*Information provided:*
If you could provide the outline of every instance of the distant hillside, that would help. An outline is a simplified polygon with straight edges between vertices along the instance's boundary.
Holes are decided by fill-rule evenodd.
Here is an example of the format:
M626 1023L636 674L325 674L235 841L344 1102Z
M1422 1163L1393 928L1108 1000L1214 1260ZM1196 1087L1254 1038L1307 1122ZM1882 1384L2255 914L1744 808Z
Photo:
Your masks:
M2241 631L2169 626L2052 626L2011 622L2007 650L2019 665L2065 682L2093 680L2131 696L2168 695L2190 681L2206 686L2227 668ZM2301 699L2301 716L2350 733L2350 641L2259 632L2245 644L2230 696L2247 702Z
==
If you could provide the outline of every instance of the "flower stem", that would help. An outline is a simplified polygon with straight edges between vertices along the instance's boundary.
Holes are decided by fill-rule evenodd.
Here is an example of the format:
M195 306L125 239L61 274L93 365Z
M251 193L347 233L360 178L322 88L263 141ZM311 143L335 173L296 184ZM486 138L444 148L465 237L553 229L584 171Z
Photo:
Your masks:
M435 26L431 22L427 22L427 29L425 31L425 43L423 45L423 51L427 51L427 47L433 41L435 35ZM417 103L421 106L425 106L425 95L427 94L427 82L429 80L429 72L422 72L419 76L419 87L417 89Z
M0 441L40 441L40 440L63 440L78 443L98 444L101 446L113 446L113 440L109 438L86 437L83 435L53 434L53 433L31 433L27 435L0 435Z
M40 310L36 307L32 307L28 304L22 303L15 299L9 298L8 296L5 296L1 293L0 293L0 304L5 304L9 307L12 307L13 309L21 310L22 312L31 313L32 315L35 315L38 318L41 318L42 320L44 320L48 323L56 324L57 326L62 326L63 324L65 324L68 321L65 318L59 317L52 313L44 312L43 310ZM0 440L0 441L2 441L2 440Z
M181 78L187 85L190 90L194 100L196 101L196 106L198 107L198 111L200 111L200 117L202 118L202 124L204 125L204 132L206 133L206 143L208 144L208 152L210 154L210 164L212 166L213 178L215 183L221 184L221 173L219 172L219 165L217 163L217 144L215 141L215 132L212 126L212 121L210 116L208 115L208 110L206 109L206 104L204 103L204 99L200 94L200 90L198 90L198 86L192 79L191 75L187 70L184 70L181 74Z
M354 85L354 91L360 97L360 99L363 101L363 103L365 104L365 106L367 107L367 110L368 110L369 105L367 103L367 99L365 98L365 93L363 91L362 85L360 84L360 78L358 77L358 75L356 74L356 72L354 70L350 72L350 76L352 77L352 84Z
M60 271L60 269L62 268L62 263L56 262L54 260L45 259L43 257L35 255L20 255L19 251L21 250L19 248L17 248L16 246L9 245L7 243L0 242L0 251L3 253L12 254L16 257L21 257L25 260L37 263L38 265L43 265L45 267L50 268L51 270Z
---
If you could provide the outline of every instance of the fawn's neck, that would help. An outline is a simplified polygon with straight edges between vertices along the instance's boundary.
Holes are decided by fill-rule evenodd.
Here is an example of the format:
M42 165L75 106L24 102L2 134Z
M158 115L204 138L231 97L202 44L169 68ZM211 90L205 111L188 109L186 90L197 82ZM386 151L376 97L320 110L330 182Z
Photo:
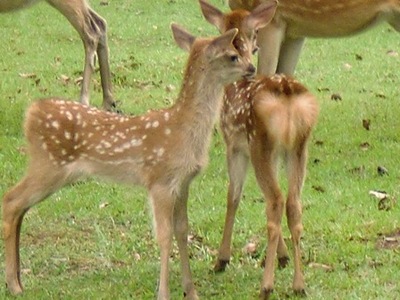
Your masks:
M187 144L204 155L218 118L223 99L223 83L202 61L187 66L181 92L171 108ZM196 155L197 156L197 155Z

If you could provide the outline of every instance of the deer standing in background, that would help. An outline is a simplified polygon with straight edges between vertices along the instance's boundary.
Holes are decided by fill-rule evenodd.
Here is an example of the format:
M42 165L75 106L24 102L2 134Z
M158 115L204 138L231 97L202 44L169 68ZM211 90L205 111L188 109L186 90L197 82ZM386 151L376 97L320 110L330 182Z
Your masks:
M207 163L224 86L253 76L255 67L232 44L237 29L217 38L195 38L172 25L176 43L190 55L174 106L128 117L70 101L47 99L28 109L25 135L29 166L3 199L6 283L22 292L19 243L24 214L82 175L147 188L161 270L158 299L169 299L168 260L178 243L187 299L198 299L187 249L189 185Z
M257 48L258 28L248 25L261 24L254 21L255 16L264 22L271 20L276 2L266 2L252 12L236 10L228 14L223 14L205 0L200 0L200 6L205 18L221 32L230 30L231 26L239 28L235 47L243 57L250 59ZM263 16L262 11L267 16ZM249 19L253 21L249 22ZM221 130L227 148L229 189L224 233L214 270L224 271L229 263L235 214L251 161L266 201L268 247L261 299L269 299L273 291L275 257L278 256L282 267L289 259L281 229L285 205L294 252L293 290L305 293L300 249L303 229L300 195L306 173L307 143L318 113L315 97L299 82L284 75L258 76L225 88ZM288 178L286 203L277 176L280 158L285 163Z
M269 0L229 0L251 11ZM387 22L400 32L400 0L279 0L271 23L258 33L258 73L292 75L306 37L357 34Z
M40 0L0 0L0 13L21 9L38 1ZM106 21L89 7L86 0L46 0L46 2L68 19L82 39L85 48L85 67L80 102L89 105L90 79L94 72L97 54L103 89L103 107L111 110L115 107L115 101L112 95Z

*What the task requires:* Please work out how many lines in the records hold the string "straight", and give only the number.

*Solution for this exercise:* 4